* Written request *
Reproduce every one of the items below verbatim, omitting the pictures from your copy.

+++ Data provided +++

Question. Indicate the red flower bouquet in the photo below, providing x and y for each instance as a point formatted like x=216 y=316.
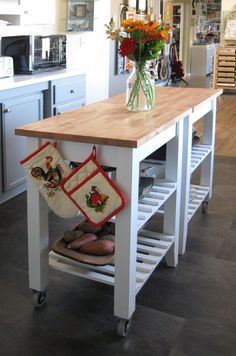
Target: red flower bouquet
x=141 y=42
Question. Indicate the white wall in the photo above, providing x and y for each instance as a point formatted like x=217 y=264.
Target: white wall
x=89 y=51
x=227 y=5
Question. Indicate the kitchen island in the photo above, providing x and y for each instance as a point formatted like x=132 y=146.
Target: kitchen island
x=122 y=140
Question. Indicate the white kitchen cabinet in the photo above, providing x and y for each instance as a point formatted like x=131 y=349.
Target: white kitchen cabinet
x=18 y=107
x=202 y=59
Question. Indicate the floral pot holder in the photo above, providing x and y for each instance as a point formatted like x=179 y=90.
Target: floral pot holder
x=93 y=192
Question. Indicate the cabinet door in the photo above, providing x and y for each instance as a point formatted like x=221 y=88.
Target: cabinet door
x=17 y=112
x=38 y=12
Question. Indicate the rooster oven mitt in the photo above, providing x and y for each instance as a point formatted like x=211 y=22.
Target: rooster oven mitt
x=47 y=169
x=93 y=192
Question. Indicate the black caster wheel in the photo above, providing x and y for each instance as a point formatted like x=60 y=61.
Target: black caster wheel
x=205 y=207
x=123 y=327
x=39 y=298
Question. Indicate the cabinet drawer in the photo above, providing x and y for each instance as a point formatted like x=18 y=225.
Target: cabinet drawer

+++

* Finished answer *
Question. Indicate the red flower bouquet in the photo below, providing x and y for each instance as a point formatted like x=216 y=316.
Target: red flower bouquet
x=141 y=42
Question. Indicate the white wall in the photo above, providing x and y for each instance as a point formatted like x=217 y=264.
Target: white wall
x=89 y=51
x=227 y=5
Question. Indicate the kitchen island in the photo above, providing x and y for each instance as a point formatted like x=132 y=146.
Target: kitchen island
x=122 y=140
Question. Indicate the white kitchen cabinet in the photo above, providing x and y for each instance as a point formatted like x=131 y=349.
Target: white kitchen cabinet
x=18 y=107
x=202 y=59
Question. Indicate the floral pot holder in the photo above, providing x and y for each instance as a point formatted like x=179 y=90.
Target: floral pot holder
x=93 y=192
Question. Indicate the cabinet door in the photo above, providing x and y for each instance as a point formatted like x=221 y=88.
Target: cabinet door
x=17 y=112
x=38 y=12
Question. Indicate the rooster oven mitt in the photo above, providing x and y for each instance as a point formatted like x=211 y=22.
Target: rooster oven mitt
x=47 y=169
x=93 y=192
Question. Indicate the black caster wheel in the photo above, providing x and y for each instance as a point formatted like x=60 y=61.
Target: black caster wheel
x=205 y=207
x=123 y=327
x=39 y=298
Question. Indicate the cabinet drawer in the photo above, providing x and y for each instance as a point formatted like x=18 y=225.
Target: cabinet drawer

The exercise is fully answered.